▸ **Instructions for the task**
Write out, word for word, every line from the one where "If you could point at the face" occurs to the final line of the entries, and nothing beyond them.

[Stored records]
* * *
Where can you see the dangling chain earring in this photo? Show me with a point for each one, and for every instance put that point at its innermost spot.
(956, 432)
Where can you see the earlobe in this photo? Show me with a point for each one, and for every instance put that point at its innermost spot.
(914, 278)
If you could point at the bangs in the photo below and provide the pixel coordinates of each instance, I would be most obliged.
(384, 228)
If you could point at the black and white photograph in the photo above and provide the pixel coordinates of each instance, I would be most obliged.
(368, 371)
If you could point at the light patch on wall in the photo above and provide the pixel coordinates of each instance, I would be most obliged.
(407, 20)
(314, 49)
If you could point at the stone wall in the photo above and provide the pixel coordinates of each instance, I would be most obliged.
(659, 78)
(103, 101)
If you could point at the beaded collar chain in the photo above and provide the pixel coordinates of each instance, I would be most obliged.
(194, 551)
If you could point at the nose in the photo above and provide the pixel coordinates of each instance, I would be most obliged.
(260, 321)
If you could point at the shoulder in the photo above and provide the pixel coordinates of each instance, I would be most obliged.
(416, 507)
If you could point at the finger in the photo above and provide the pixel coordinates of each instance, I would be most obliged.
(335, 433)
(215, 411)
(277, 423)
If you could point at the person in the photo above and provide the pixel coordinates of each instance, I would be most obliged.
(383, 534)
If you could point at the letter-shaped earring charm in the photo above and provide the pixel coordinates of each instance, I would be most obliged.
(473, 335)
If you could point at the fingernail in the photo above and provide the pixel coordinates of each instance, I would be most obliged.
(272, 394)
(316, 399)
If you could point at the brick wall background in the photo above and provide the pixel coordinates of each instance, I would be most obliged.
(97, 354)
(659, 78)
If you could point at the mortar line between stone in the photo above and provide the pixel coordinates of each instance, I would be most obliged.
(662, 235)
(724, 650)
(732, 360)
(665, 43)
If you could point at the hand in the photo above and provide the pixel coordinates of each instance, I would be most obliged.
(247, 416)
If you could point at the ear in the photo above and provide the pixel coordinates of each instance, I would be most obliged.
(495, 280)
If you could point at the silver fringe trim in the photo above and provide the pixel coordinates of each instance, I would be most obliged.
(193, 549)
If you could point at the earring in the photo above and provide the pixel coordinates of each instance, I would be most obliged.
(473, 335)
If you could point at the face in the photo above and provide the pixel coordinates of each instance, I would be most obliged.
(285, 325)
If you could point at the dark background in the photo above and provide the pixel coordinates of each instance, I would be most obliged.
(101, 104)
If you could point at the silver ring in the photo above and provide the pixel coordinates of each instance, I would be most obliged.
* * *
▸ **Expected answer**
If you could point at the face in the photo above and provide the pixel coordinates of each instance, I would be most obliged.
(285, 325)
If you could point at the dark background in the photo above and provide the pixel coordinates of each instance, I would be most obliged.
(101, 104)
If you could point at the silver ring in the photo above and provide the pixel coordinates of each instance, I would be most obliged.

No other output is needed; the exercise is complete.